How many lines in the data below contain the string "apron"? Reply with the number alone.

--- --- ---

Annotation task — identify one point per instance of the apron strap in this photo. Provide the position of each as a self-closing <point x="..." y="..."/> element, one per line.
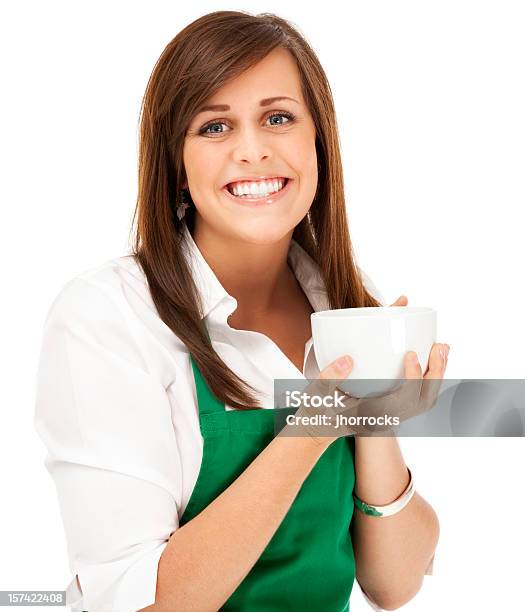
<point x="208" y="403"/>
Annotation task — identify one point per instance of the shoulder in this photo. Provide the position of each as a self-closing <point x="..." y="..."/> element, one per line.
<point x="371" y="287"/>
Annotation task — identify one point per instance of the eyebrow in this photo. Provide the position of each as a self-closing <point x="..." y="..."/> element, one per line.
<point x="224" y="107"/>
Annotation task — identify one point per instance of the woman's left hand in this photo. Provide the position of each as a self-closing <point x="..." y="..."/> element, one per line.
<point x="416" y="395"/>
<point x="437" y="361"/>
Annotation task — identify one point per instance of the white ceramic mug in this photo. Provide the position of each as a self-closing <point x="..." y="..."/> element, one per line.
<point x="377" y="339"/>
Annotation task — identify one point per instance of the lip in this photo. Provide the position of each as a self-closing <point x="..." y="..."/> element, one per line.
<point x="251" y="202"/>
<point x="261" y="177"/>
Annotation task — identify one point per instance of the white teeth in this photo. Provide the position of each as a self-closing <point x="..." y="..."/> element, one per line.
<point x="259" y="189"/>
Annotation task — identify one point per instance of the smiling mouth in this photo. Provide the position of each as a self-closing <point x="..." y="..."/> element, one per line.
<point x="281" y="184"/>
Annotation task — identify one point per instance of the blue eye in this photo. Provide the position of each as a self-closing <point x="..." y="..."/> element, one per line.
<point x="211" y="124"/>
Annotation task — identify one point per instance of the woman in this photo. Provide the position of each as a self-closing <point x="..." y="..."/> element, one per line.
<point x="174" y="492"/>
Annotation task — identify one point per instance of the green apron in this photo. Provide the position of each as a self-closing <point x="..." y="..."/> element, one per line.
<point x="308" y="565"/>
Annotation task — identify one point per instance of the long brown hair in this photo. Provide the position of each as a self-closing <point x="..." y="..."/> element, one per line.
<point x="204" y="56"/>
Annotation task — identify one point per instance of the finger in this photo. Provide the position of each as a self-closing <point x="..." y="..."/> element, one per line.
<point x="433" y="377"/>
<point x="437" y="361"/>
<point x="412" y="366"/>
<point x="402" y="300"/>
<point x="325" y="385"/>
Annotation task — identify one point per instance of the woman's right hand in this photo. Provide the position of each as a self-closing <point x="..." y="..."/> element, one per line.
<point x="325" y="424"/>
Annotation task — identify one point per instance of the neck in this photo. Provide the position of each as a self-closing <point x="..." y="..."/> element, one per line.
<point x="256" y="275"/>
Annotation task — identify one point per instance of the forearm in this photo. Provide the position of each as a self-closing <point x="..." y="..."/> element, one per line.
<point x="392" y="553"/>
<point x="207" y="558"/>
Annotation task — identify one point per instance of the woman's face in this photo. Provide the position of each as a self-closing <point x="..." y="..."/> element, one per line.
<point x="253" y="139"/>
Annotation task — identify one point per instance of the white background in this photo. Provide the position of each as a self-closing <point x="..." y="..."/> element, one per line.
<point x="429" y="99"/>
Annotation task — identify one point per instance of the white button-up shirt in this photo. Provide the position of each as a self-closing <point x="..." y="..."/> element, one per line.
<point x="116" y="408"/>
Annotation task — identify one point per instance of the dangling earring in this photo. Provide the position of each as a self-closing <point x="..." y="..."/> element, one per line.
<point x="181" y="208"/>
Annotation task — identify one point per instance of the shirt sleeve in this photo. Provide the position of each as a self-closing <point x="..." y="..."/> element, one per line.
<point x="105" y="420"/>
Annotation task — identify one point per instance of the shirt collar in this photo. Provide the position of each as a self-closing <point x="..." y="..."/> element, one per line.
<point x="213" y="293"/>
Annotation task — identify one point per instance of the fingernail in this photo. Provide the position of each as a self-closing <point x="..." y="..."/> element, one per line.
<point x="343" y="364"/>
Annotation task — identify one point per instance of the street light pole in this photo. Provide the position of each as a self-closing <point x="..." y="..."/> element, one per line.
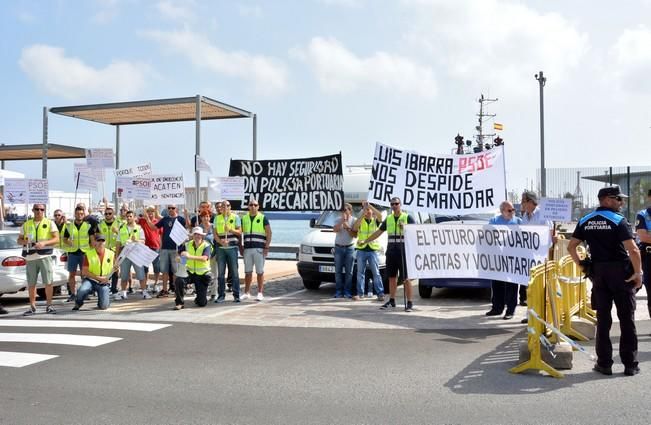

--- --- ---

(SOLUTION FOR THIS PROBLEM): 2